Saved entries
Content starts
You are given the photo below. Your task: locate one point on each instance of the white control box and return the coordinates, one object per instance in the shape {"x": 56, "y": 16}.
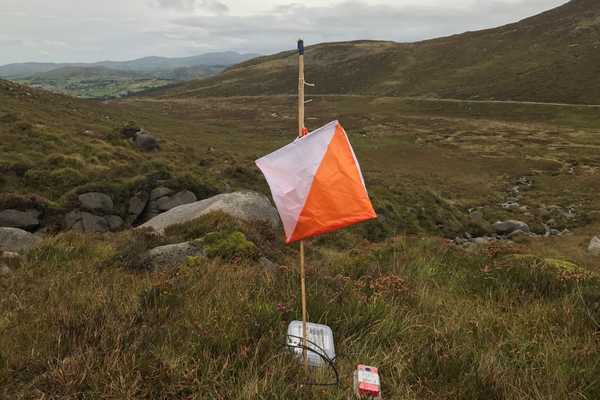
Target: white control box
{"x": 319, "y": 335}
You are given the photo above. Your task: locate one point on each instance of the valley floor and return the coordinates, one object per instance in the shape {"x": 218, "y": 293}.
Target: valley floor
{"x": 504, "y": 320}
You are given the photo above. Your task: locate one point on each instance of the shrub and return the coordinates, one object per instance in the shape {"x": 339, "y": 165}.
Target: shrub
{"x": 229, "y": 246}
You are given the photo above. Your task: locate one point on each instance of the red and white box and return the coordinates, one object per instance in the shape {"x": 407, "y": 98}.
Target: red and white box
{"x": 367, "y": 384}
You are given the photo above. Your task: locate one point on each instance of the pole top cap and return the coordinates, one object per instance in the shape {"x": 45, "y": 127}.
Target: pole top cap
{"x": 301, "y": 47}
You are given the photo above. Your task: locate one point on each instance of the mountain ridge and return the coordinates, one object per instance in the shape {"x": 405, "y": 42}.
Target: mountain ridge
{"x": 144, "y": 64}
{"x": 550, "y": 57}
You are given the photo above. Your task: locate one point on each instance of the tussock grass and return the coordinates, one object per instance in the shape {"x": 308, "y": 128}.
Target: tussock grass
{"x": 439, "y": 323}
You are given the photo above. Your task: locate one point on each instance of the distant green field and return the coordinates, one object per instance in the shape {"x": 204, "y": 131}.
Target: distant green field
{"x": 503, "y": 321}
{"x": 98, "y": 88}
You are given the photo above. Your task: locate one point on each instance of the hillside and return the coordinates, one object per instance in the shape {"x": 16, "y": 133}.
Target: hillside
{"x": 109, "y": 79}
{"x": 551, "y": 57}
{"x": 146, "y": 64}
{"x": 83, "y": 315}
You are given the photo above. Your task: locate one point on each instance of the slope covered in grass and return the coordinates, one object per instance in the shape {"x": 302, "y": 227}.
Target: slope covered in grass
{"x": 551, "y": 57}
{"x": 79, "y": 321}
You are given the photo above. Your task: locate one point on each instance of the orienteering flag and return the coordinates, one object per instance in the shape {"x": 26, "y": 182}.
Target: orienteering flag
{"x": 317, "y": 184}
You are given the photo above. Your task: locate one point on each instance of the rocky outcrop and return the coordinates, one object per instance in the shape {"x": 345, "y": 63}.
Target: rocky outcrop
{"x": 247, "y": 206}
{"x": 137, "y": 205}
{"x": 97, "y": 202}
{"x": 17, "y": 240}
{"x": 96, "y": 214}
{"x": 169, "y": 256}
{"x": 146, "y": 142}
{"x": 83, "y": 221}
{"x": 162, "y": 199}
{"x": 178, "y": 199}
{"x": 594, "y": 246}
{"x": 510, "y": 226}
{"x": 27, "y": 220}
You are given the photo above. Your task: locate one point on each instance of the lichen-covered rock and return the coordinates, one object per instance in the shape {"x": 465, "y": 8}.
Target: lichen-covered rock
{"x": 172, "y": 255}
{"x": 137, "y": 205}
{"x": 146, "y": 142}
{"x": 95, "y": 201}
{"x": 114, "y": 222}
{"x": 168, "y": 202}
{"x": 246, "y": 206}
{"x": 27, "y": 220}
{"x": 510, "y": 226}
{"x": 159, "y": 192}
{"x": 594, "y": 246}
{"x": 86, "y": 222}
{"x": 16, "y": 240}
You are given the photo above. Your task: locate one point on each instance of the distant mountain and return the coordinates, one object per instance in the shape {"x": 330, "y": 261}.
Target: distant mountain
{"x": 551, "y": 57}
{"x": 155, "y": 65}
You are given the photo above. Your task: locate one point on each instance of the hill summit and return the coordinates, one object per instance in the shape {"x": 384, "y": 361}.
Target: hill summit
{"x": 551, "y": 57}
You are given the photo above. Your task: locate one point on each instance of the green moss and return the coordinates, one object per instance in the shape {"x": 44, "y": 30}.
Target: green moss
{"x": 228, "y": 246}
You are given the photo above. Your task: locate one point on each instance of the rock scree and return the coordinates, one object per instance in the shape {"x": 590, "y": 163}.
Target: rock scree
{"x": 247, "y": 206}
{"x": 510, "y": 226}
{"x": 16, "y": 240}
{"x": 169, "y": 256}
{"x": 594, "y": 246}
{"x": 95, "y": 201}
{"x": 27, "y": 220}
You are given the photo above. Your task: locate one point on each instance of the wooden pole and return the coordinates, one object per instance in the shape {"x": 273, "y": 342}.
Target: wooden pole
{"x": 300, "y": 134}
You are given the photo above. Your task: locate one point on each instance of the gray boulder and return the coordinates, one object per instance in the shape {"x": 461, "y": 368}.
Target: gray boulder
{"x": 594, "y": 246}
{"x": 170, "y": 256}
{"x": 5, "y": 271}
{"x": 95, "y": 201}
{"x": 114, "y": 222}
{"x": 85, "y": 222}
{"x": 146, "y": 142}
{"x": 27, "y": 220}
{"x": 510, "y": 226}
{"x": 137, "y": 205}
{"x": 15, "y": 240}
{"x": 168, "y": 202}
{"x": 159, "y": 192}
{"x": 247, "y": 206}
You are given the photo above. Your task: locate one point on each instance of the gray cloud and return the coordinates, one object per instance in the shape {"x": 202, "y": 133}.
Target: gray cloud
{"x": 117, "y": 29}
{"x": 351, "y": 20}
{"x": 213, "y": 6}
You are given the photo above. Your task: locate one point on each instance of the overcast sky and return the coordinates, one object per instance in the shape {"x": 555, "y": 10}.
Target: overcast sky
{"x": 94, "y": 30}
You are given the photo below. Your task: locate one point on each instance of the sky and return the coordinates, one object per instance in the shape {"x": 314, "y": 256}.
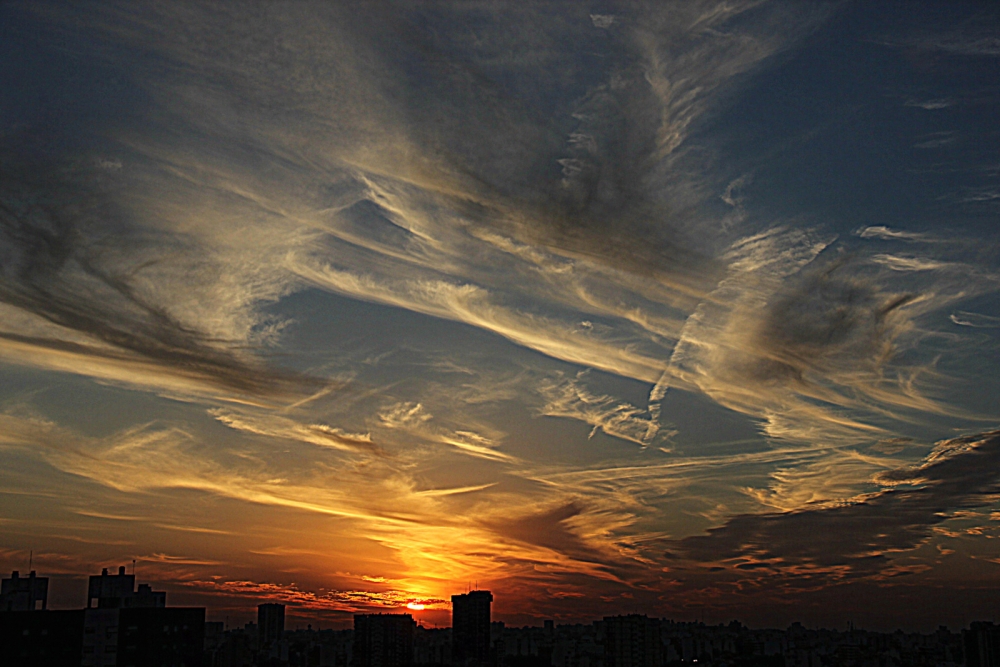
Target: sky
{"x": 680, "y": 308}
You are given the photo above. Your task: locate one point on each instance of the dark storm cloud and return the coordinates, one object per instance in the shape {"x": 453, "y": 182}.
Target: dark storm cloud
{"x": 864, "y": 532}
Content ends
■ THE TASK ■
Only the pictures are to be omitted; the records above must otherwise be reproduced exactly.

■ TASK OUTPUT ■
You are given the photo below. Your task: locate one point on each instance of the white control box and return the coordinates, one object per instance in the shape {"x": 56, "y": 16}.
Target: white control box
{"x": 319, "y": 335}
You are given the photo above. Your task: locate one point on each instance of the valley floor and return the coordinates, one object per instance in the shape {"x": 218, "y": 293}.
Target: valley floor
{"x": 504, "y": 320}
You are given the photo above. Your task: locate one point on each instance of the shrub and return the coordinates, one object per instance in the shape {"x": 339, "y": 165}.
Target: shrub
{"x": 229, "y": 246}
You are given the photo above. Your task: locate one point on each instance of the red and white box and return the coordinates, one object per instance in the shape {"x": 407, "y": 98}.
Target: red and white box
{"x": 367, "y": 384}
You are given the photo above. Your task: locate one point on each instance of the pole top cap and return the coordinates, one object per instance in the shape {"x": 45, "y": 127}.
Target: pole top cap
{"x": 301, "y": 47}
You are given the photo above. Your task: locate one point on each instance of the mountain ridge and return the coordinates, one object per instance in the shape {"x": 405, "y": 42}.
Target: mountain ridge
{"x": 144, "y": 64}
{"x": 550, "y": 57}
You are given the photo above. Your task: locate one point on each instance of the tussock grass and return the coordinates, one object per instance in the shape {"x": 308, "y": 128}.
Target: tussock grass
{"x": 439, "y": 323}
You are given the photo above. Your task: locate one point on each instance of the distant green field and return the coordinates, one object per instance in the shape {"x": 204, "y": 131}.
Target: distant green field
{"x": 503, "y": 321}
{"x": 98, "y": 88}
You are given the photo above. Your task: locate one point on each instance of the hillside and return the coordinates, one object per instance in the shape {"x": 16, "y": 133}.
Target: hillside
{"x": 109, "y": 79}
{"x": 551, "y": 57}
{"x": 146, "y": 64}
{"x": 83, "y": 315}
You are given the photo above. Your task: locate one point on each instance of the slope covered in grass and return the coordinates, one object per instance in the shape {"x": 302, "y": 227}.
Target: slope covered in grass
{"x": 551, "y": 57}
{"x": 79, "y": 321}
You are given the photo above. Your task: locate one point on each instance of the orienteering flag and return the coordinates, one object per instance in the shape {"x": 26, "y": 182}.
Target: orienteering flag
{"x": 317, "y": 184}
You are given the photo above. Your task: locate one point on each instance of the rocky outcrop and return the coordinates, one object per instance in the shape {"x": 345, "y": 63}.
Target: rocky outcrop
{"x": 247, "y": 206}
{"x": 137, "y": 205}
{"x": 97, "y": 202}
{"x": 17, "y": 240}
{"x": 96, "y": 214}
{"x": 169, "y": 256}
{"x": 146, "y": 142}
{"x": 83, "y": 221}
{"x": 162, "y": 199}
{"x": 178, "y": 199}
{"x": 594, "y": 246}
{"x": 510, "y": 226}
{"x": 27, "y": 220}
You are given the photo above. Your task: locate one point on each instance of the lichen-covered rock and return the coordinates, one object per instance in the shape {"x": 465, "y": 8}.
Target: lichen-covered rock
{"x": 172, "y": 255}
{"x": 137, "y": 205}
{"x": 146, "y": 142}
{"x": 95, "y": 201}
{"x": 114, "y": 222}
{"x": 168, "y": 202}
{"x": 246, "y": 206}
{"x": 27, "y": 220}
{"x": 510, "y": 226}
{"x": 159, "y": 192}
{"x": 594, "y": 246}
{"x": 86, "y": 222}
{"x": 16, "y": 240}
You are given the photo above. Your task: locate one point on each instance of the distant mountain and return the coordinates, one object per instance in the shape {"x": 330, "y": 261}.
Target: distant mountain
{"x": 551, "y": 57}
{"x": 155, "y": 65}
You are given the photo above. Your task: locate one point on each instance of the hill summit and return the coordinates, one object per instance in the shape {"x": 384, "y": 361}.
Target: hill summit
{"x": 551, "y": 57}
You are given the photo above. Your task: locate one point on each instance of the green moss and return the coordinates, one object per instance in the shape {"x": 44, "y": 30}.
Target: green moss
{"x": 228, "y": 246}
You are given the photo above. Your task: locate one point on each instance of the rock scree and return the coordinates, one object per instance in the shape {"x": 590, "y": 163}.
Target: rock scree
{"x": 247, "y": 206}
{"x": 510, "y": 226}
{"x": 16, "y": 240}
{"x": 169, "y": 256}
{"x": 594, "y": 246}
{"x": 95, "y": 201}
{"x": 27, "y": 220}
You are given the photo above. Your task: locate one point on each instance of the wooden pole and return the coordinates, one object per instance in the shape {"x": 273, "y": 342}.
Target: wooden pole
{"x": 300, "y": 134}
You are given the photo above. Your task: locate one point on each instance of the gray boulder and return the coordinates, one object per instance in the shape {"x": 461, "y": 368}.
Target: gray boulder
{"x": 594, "y": 246}
{"x": 170, "y": 256}
{"x": 5, "y": 271}
{"x": 95, "y": 201}
{"x": 114, "y": 222}
{"x": 85, "y": 222}
{"x": 146, "y": 142}
{"x": 27, "y": 220}
{"x": 510, "y": 226}
{"x": 137, "y": 205}
{"x": 15, "y": 240}
{"x": 168, "y": 202}
{"x": 159, "y": 192}
{"x": 247, "y": 206}
You are given the photo above. Your task: locate one point on each instance of the gray cloud and return the coordinates, one object per instance in the shape {"x": 202, "y": 133}.
Target: gray cloud
{"x": 117, "y": 29}
{"x": 351, "y": 20}
{"x": 213, "y": 6}
You are given the photo above. Your task: locate one point on each instance of the overcast sky and return the coordinates, one object per instance in the shape {"x": 555, "y": 10}.
Target: overcast sky
{"x": 94, "y": 30}
You are given the photo below. Your task: locate one point on each instance of the sky and return the coordinates, one object per instance in the shape {"x": 314, "y": 256}.
Target: sky
{"x": 680, "y": 308}
You are given the photo above. Your task: locate one point on each instance of the dark storm cloud and return the coordinates, one object per instance in the shape {"x": 453, "y": 182}.
Target: dark storm cloud
{"x": 864, "y": 532}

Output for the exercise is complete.